__GIVEN EXERCISE__: Convert every line of the items below into a Markdown table with the columns Row and Line, numbering each row and skipping blank lines. Leave the pictures out of the table.

__GIVEN RECORDS__:
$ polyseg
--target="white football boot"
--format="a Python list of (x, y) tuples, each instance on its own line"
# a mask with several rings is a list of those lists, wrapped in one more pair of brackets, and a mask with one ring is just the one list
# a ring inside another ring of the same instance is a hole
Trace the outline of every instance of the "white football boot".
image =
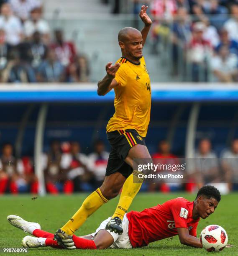
[[(28, 232), (31, 234), (31, 230), (41, 229), (41, 225), (38, 223), (26, 221), (16, 215), (8, 215), (7, 217), (7, 220), (13, 226), (23, 230), (26, 233)], [(35, 228), (34, 229), (34, 228)]]
[(46, 244), (41, 241), (38, 238), (30, 236), (25, 236), (21, 242), (22, 246), (25, 248), (44, 247), (46, 246)]

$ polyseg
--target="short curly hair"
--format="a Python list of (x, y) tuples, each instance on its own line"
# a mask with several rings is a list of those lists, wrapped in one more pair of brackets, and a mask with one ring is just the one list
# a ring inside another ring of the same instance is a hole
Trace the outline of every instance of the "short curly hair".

__SOLUTION__:
| Row | Line |
|---|---|
| 1 | $ polyseg |
| 2 | --target="white football boot" |
| 3 | --format="a Python list of (x, y) tuples, each instance on its own line" |
| 4 | # a mask with several rings is a list of those lists, wrapped in one more pair of brackets, and a mask with one ring is just the one list |
| 5 | # a ring inside another ring of the same instance is a hole |
| 6 | Trace the outline of every instance of the "white football boot". |
| 7 | image = |
| 8 | [[(28, 232), (31, 234), (31, 230), (41, 229), (41, 225), (38, 223), (26, 221), (16, 215), (8, 215), (7, 217), (7, 220), (13, 226), (23, 230), (26, 233)], [(35, 228), (34, 229), (34, 228)]] |
| 9 | [(46, 244), (41, 241), (38, 238), (30, 236), (25, 236), (21, 242), (22, 246), (25, 248), (44, 247), (46, 246)] |
| 10 | $ polyseg |
| 11 | --target="short curly hair" |
| 12 | --format="a Python list of (x, y) tuples, each instance on its own line" |
| 13 | # a mask with several rings is a list of those lists, wrapped in one more pair of brackets, and a mask with one ring is just the one list |
| 14 | # a ring inside another ring of the same instance is a hole |
| 15 | Trace the outline of every instance of the "short curly hair". |